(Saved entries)

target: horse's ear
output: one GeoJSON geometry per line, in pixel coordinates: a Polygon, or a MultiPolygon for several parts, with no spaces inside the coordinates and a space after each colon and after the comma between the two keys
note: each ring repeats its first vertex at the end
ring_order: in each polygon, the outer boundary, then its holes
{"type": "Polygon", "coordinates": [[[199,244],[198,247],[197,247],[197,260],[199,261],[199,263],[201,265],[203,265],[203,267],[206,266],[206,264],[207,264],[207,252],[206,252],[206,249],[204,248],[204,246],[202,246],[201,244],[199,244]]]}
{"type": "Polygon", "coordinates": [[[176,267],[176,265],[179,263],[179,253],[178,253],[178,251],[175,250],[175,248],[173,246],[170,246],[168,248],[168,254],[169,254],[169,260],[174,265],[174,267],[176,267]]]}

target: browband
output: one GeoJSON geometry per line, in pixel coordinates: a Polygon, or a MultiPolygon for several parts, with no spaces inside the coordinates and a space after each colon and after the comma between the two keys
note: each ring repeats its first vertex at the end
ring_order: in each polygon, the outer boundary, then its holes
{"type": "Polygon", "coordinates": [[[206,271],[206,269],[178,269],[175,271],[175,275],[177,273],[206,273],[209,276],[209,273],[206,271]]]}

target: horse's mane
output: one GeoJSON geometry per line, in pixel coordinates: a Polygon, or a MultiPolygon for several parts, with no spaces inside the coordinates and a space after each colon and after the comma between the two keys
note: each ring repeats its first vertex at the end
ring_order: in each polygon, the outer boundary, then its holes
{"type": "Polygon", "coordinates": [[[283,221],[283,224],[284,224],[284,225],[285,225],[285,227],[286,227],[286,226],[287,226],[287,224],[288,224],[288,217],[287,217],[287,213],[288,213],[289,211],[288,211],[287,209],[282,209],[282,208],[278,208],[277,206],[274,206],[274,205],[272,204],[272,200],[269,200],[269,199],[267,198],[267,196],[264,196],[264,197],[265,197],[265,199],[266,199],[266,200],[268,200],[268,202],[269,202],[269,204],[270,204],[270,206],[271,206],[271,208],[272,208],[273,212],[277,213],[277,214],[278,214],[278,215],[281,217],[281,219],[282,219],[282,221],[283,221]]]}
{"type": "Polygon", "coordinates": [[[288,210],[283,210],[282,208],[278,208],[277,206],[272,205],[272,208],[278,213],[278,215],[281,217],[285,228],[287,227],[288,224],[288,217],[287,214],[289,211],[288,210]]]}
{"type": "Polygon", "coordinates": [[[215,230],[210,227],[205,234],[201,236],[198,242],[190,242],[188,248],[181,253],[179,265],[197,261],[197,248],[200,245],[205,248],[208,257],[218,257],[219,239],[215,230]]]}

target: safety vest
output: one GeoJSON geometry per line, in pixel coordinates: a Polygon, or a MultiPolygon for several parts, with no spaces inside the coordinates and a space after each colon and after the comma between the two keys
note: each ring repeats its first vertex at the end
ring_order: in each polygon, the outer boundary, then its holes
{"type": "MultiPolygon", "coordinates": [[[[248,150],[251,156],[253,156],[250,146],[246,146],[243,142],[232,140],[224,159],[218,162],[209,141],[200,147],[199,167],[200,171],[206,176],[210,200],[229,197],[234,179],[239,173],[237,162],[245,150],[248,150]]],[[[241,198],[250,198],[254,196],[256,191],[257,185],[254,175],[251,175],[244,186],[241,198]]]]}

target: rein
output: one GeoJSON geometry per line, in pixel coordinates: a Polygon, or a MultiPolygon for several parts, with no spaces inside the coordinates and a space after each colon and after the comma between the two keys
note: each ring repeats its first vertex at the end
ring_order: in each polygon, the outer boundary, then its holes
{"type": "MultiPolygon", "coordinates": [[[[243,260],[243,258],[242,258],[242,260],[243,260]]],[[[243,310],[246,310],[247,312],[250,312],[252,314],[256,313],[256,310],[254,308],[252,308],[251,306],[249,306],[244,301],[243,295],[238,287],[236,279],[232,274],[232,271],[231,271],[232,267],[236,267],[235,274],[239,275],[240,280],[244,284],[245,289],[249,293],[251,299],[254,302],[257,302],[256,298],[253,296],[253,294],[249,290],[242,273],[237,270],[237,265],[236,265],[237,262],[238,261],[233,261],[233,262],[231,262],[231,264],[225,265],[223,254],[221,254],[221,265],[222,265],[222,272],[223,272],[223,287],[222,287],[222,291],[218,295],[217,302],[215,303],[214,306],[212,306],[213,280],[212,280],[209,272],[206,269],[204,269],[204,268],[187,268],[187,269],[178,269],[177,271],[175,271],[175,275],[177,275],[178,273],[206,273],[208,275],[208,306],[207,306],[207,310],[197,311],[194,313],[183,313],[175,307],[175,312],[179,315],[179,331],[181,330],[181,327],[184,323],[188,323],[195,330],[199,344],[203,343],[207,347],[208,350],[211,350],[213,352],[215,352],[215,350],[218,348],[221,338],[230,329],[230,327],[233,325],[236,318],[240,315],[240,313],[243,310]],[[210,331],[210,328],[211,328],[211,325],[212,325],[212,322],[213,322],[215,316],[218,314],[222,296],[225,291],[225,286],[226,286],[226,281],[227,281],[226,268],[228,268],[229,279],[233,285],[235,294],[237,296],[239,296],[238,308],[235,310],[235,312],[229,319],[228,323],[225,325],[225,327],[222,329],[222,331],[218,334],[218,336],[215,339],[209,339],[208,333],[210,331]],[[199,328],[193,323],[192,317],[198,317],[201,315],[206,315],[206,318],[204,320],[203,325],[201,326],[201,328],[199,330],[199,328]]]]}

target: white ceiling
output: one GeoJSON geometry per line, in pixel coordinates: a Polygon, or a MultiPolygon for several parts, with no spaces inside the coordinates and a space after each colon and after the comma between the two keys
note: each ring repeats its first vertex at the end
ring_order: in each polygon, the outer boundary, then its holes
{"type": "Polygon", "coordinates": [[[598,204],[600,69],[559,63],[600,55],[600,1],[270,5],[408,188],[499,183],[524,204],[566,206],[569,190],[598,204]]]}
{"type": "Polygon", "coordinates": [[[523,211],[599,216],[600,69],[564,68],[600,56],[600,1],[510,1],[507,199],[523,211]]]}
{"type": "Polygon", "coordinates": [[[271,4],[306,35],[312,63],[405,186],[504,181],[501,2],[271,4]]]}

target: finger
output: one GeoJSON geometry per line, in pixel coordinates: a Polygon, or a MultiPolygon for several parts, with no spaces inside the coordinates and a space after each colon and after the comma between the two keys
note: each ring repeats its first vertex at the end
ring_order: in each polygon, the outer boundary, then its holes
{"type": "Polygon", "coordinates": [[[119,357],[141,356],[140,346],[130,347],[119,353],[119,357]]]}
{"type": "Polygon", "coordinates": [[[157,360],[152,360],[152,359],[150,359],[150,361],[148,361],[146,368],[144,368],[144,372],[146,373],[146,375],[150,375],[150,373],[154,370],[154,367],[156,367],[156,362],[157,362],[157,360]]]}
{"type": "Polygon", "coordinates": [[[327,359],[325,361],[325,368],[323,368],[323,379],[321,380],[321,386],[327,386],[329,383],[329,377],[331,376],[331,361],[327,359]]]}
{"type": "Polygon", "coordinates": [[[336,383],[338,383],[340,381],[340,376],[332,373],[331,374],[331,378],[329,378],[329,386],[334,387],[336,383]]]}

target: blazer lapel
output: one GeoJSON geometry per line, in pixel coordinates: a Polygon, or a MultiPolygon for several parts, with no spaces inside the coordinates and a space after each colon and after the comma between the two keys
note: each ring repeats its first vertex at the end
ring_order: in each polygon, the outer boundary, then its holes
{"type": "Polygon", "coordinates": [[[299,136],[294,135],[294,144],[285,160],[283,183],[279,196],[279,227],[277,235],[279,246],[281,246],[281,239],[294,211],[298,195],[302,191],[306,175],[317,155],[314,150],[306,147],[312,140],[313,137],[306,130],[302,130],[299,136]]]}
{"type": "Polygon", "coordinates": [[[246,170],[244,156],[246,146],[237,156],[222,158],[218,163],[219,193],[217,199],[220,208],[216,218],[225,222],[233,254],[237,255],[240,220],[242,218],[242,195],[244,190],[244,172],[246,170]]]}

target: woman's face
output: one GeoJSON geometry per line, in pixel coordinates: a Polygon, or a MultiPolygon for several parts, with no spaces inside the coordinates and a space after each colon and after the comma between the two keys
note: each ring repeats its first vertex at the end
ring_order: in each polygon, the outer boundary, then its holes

_What the task asks_: When a line of the data holds the string "target", pick it out and copy it.

_Output of the task_:
target: horse's ear
target: browband
target: horse's mane
target: safety vest
target: rein
target: white ceiling
target: finger
target: blazer lapel
target: woman's face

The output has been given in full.